# Problem description:
Look through the data below. Show each line where the string "windowsill" occurs.

------ Records provided

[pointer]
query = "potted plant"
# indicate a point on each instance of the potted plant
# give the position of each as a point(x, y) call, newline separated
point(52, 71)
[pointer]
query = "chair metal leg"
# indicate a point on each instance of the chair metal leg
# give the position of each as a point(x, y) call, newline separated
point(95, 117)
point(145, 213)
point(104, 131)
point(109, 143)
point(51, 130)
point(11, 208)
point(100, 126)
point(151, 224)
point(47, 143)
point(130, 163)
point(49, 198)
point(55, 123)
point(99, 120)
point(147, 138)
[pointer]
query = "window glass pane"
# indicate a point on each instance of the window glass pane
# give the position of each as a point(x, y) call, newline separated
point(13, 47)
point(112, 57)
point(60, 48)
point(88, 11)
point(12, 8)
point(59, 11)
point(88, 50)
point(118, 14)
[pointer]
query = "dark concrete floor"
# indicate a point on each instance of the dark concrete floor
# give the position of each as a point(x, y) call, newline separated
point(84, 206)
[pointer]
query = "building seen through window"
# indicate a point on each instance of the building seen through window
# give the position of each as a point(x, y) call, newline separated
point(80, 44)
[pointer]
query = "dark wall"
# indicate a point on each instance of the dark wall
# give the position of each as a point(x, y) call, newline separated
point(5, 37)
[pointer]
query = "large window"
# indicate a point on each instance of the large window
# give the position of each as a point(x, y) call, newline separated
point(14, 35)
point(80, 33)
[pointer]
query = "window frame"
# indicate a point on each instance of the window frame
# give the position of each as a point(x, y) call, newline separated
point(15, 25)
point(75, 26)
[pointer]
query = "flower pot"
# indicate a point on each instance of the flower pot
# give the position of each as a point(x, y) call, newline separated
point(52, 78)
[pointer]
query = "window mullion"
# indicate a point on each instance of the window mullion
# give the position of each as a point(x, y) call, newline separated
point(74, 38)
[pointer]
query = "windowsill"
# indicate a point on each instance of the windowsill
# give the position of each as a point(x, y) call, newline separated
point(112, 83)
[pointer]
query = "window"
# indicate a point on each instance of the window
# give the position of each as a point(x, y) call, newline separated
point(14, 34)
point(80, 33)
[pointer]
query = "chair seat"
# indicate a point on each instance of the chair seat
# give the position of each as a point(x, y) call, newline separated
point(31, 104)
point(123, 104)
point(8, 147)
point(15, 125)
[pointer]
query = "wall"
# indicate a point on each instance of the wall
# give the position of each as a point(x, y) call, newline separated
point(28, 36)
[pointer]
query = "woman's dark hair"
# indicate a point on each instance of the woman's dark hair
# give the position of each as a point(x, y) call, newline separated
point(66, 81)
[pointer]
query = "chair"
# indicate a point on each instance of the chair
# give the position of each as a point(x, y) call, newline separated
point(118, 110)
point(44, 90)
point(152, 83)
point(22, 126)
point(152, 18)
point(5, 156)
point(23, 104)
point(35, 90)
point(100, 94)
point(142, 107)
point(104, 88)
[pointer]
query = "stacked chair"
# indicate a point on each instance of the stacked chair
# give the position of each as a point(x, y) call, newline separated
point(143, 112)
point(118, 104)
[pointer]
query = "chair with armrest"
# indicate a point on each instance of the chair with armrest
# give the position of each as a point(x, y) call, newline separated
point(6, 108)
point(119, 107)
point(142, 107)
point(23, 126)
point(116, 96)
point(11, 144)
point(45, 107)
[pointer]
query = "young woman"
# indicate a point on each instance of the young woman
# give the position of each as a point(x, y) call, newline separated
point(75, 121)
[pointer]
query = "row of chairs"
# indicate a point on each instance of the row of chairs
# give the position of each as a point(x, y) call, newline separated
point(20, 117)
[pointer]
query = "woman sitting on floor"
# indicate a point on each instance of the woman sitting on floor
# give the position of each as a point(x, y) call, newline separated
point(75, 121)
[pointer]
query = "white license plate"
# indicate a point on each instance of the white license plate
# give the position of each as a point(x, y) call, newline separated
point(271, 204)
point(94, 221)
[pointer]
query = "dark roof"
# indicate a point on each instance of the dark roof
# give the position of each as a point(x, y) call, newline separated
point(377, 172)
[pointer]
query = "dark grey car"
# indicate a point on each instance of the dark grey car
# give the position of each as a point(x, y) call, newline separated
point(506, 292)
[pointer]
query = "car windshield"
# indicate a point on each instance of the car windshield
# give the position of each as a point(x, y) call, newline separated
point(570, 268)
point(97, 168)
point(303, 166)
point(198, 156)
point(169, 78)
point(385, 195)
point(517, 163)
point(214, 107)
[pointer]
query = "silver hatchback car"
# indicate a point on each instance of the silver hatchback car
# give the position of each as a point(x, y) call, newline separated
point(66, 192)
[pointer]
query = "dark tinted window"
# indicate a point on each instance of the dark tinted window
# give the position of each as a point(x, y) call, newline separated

------------

# Result of this task:
query = "windowsill"
# indicate a point on each instance of the windowsill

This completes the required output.